======== PROVIDED DATA ========
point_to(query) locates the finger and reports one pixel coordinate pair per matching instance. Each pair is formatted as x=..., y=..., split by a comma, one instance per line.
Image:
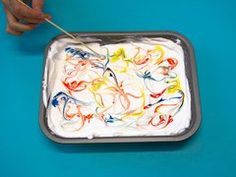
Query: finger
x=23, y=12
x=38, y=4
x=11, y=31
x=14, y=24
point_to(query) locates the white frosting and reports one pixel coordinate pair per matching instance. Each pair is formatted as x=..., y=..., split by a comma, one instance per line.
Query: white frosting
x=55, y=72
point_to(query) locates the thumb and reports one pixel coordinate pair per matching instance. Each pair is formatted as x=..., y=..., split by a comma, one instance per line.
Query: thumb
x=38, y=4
========
======== PROVIDED DATA ========
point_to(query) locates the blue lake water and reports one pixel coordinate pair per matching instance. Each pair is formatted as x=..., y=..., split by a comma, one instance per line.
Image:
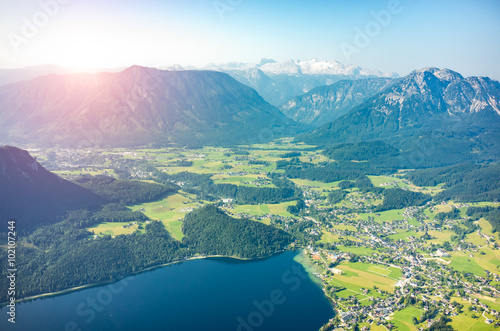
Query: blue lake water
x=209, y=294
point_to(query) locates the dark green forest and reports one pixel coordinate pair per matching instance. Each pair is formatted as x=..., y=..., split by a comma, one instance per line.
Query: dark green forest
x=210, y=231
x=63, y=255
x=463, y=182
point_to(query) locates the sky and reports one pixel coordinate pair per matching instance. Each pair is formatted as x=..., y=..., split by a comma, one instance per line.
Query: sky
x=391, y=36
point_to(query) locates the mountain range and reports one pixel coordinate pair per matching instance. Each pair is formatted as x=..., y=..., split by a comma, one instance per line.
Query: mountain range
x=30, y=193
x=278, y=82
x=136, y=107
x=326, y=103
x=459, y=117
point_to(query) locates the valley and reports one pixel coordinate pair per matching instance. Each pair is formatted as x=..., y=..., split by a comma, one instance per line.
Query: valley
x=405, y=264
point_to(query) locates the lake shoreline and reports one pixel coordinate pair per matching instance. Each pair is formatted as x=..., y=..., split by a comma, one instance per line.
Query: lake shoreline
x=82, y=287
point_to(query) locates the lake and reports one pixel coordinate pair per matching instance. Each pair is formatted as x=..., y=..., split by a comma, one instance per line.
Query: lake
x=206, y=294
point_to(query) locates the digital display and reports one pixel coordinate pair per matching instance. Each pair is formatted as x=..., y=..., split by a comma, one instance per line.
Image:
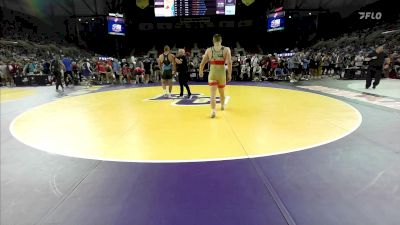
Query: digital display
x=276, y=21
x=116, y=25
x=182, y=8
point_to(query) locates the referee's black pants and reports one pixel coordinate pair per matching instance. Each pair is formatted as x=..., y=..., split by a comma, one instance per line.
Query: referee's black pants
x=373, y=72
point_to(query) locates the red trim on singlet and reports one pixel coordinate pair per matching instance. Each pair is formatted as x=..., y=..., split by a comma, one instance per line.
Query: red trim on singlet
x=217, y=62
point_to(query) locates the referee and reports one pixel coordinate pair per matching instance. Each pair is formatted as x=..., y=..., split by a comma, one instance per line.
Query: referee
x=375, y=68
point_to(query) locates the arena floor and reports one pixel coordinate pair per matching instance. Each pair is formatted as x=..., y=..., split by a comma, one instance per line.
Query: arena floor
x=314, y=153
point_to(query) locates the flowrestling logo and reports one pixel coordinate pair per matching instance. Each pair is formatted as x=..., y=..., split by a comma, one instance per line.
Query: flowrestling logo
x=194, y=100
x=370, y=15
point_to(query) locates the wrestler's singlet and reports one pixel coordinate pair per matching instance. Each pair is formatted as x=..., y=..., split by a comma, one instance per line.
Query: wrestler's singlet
========
| REQUIREMENT |
Nothing but the lines from the one with "point_to(query) locates the lake and" to the one with "Query: wrestler's singlet" above, both included, should be transcribed, exactly and without pictures.

| ANSWER SECTION |
point_to(query) locates the lake and reports one pixel coordinate pair per matching instance. Each pair is formatted as x=..., y=..., split by a comma, one instance per line.
Query: lake
x=206, y=294
point_to(query) locates the digital display and reports one pixel coordinate pair per matching instance. Each pair is formatted as x=..., y=..., split by a comma, one instance per line.
Image:
Query: digital display
x=276, y=21
x=116, y=25
x=182, y=8
point_to(query) locates the referee's black pants and reports one pixel coordinate pair per matching instance. Each pair is formatted as x=..., y=..., split by a comma, one instance per line.
Query: referee's black pants
x=373, y=72
point_to(query) locates the red trim on singlet and reports one pixel coordinate pair per matching instance. Each pair is formatted as x=..., y=..., split by a comma, one instance per line.
Query: red trim on singlet
x=217, y=62
point_to(query) locates the referee and reports one pixel coordinate pair per matching instance. Each pair is formatted as x=..., y=..., split by a comma, one instance per line.
Query: referee
x=375, y=68
point_to(query) locates the arena floor and reports one pixel coordinate pair per matching instance. Each pair is formatted as x=..., y=..., split by a comma, one instance per line.
Query: arena floor
x=314, y=153
point_to(query) locates the flowrestling logo and reports one pixel coordinate pair per matching instance. Each pair is formatted as x=..., y=..., split by a comma, one instance per line.
Query: flowrestling logo
x=194, y=100
x=370, y=15
point_to(query) locates the wrestler's singlet and reports one pixel coordinate pair per matching instance. Each pair is formatted as x=..., y=..., split by a comma, one instance per line.
Query: wrestler's singlet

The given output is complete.